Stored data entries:
--- Begin ---

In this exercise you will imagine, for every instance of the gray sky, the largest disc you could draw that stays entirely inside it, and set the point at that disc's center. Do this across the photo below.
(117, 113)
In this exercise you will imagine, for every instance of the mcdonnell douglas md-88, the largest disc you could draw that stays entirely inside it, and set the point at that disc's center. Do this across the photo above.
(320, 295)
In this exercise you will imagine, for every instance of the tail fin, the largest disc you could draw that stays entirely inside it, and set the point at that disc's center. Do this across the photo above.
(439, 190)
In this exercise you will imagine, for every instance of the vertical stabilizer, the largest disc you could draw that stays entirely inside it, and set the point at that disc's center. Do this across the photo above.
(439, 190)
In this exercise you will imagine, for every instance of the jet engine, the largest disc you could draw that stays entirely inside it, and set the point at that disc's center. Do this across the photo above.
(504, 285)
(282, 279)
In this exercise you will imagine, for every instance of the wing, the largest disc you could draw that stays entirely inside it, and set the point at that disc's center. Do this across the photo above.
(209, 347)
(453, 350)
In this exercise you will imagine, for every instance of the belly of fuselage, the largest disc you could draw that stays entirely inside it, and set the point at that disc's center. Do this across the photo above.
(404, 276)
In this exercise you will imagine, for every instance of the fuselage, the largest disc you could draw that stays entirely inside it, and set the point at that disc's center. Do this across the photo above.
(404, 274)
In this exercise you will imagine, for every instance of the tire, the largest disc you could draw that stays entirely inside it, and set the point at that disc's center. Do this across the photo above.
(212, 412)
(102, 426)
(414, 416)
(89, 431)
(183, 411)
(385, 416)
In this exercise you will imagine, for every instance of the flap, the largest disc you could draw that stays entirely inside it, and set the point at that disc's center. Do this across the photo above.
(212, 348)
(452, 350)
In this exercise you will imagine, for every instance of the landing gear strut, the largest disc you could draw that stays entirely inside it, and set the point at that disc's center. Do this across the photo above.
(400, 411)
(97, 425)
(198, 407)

--- End ---

WHAT TO DO
Transcribe all of the lines in the records precisely.

EXPECTED ANSWER
In this exercise you will imagine, for every instance of the gray sky, the largest disc you could draw that stays entirely inside it, and set the point at that disc's center. Do this across the photo below.
(117, 113)
In this exercise you will imagine, for every instance of the mcdonnell douglas md-88, the largest disc you could draw that stays entirely inside it, and set the point at that disc's center. Do this across the photo above.
(320, 295)
In this exercise you will imagine, for every instance of the tail fin, the largest disc you could draw that stays entirely inside it, and set the point at that disc's center. Do this across the photo above.
(439, 190)
In this exercise you will imagine, for every instance of the vertical stabilizer, the largest disc you could draw that stays entirely inside it, and set the point at that disc's center. Do this across the photo above.
(439, 190)
In this exercise you will imagine, for every instance of the jet engine, the largest disc you could draw that stays entirely inside it, and set the point at that disc's center. Do this across the photo above.
(504, 285)
(282, 279)
In this exercise you will imagine, for every instance of the wing, the largest disc you could draw that stays entirely inside it, and set the point at that disc's center. Do this across the photo above.
(209, 347)
(453, 350)
In this exercise you will imagine, for every instance of the belly of fuselage, the largest disc you could draw that stays entirely inside it, and set the point at that disc's center. Do this across the photo above.
(404, 276)
In this exercise you will imagine, for every instance of the fuselage, the largest disc you could draw that stays entirely inside it, and set the point at that disc's center. Do this across the photo above.
(404, 274)
In this exercise you will imagine, for every instance of the tire, the largest disc you could draw that stays entirely inside it, and set the point at that disc's center. Do this across the photo above.
(212, 412)
(102, 426)
(414, 416)
(89, 431)
(183, 411)
(385, 416)
In this exercise you will imagine, for every instance of the flap, the largest disc you could draw that stays entirely inside it, and set the point at that disc's center. Do this across the photo above.
(212, 348)
(452, 350)
In this exercise you will imagine, for every instance of the landing gear strut, the largest disc you could draw that stays entirely inside it, and set the point at that disc's center. Do this across the photo above.
(400, 411)
(97, 425)
(198, 407)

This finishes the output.